(Labeled area outline records)
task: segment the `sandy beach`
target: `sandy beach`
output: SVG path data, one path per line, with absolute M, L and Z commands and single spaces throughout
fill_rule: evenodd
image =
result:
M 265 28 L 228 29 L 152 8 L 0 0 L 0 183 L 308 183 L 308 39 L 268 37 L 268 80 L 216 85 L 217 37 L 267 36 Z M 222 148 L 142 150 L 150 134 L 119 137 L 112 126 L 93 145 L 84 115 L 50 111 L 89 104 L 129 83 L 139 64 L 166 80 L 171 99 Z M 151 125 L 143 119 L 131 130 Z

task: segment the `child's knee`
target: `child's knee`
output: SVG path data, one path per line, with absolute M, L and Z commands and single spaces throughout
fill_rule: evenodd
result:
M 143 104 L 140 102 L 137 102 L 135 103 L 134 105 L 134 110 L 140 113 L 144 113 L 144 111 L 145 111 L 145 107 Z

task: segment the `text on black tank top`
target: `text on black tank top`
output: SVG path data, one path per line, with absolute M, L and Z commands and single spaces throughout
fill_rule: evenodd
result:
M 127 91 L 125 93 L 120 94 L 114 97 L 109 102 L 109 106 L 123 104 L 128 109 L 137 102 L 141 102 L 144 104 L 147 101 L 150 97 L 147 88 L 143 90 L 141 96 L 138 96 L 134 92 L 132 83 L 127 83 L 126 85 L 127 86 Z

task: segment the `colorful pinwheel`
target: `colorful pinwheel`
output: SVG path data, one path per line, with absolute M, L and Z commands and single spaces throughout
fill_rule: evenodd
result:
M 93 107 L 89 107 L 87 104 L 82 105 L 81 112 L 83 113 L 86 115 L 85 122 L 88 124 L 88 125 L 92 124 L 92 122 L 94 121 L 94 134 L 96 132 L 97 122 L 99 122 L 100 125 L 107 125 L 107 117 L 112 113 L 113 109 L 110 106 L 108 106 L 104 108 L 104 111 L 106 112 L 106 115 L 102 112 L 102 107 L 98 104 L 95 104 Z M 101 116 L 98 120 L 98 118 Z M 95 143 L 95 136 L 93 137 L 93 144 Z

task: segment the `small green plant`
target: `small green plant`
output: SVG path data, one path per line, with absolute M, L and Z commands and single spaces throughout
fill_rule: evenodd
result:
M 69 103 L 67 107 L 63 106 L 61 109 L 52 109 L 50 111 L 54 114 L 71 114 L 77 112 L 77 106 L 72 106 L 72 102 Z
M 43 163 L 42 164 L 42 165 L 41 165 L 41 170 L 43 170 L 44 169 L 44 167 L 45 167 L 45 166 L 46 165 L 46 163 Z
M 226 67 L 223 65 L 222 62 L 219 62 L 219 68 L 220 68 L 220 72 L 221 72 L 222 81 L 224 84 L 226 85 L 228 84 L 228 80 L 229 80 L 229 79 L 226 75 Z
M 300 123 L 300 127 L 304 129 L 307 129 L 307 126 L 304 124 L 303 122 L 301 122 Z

→ Given problem:
Write out everything from the start of the records down through the line containing "M 93 107 L 89", both ends included, with the requests left unchanged and every coordinate in the answers multiplied by 1.15 and rounded to a whole number, halves rounding up.

→ Correct output:
task: segment the `sandy beach`
target: `sandy beach`
output: SVG path data, one path per line, with absolute M, L and Z commands and single spaces throughout
fill_rule: evenodd
image =
result:
M 305 32 L 262 33 L 175 9 L 0 0 L 0 210 L 354 210 L 354 45 L 308 43 L 308 92 L 248 98 L 250 43 L 307 41 Z M 255 170 L 163 173 L 173 154 L 137 158 L 129 145 L 107 167 L 97 132 L 58 128 L 102 120 L 148 95 L 160 74 L 191 92 L 197 114 Z M 174 144 L 164 137 L 151 150 Z

task: segment the `child's knee`
target: `child's knee`
output: SVG path data, one path per line, with absolute M, L and Z commands and single spaces throughout
fill_rule: evenodd
result:
M 164 120 L 161 117 L 158 117 L 155 118 L 154 121 L 154 127 L 161 130 L 166 130 L 166 128 L 167 128 L 167 123 Z

task: segment the `text on black tank top`
target: `text on black tank top`
output: SVG path data, one path per line, with absolute M, L and Z commands and single spaces throughout
fill_rule: evenodd
result:
M 146 105 L 144 107 L 138 108 L 131 112 L 125 117 L 125 122 L 141 120 L 147 125 L 158 117 L 162 117 L 166 120 L 169 116 L 173 112 L 169 101 L 164 104 L 162 110 L 159 110 L 154 106 L 152 95 L 146 95 L 145 98 L 146 99 Z

task: segment the `colorful pinwheel`
target: `colorful pinwheel`
output: SVG path data, one path per line, with absolute M, L and Z commands and single spaces throughout
fill_rule: evenodd
result:
M 107 123 L 102 123 L 100 120 L 94 121 L 93 129 L 95 130 L 99 132 L 98 140 L 101 143 L 101 144 L 106 143 L 106 140 L 108 139 L 108 154 L 110 152 L 112 140 L 114 140 L 115 144 L 123 144 L 123 135 L 129 130 L 130 125 L 127 122 L 124 122 L 120 124 L 120 128 L 122 129 L 122 132 L 117 129 L 117 123 L 113 120 L 109 120 Z M 116 133 L 113 138 L 113 136 Z M 109 164 L 109 156 L 107 158 L 107 166 Z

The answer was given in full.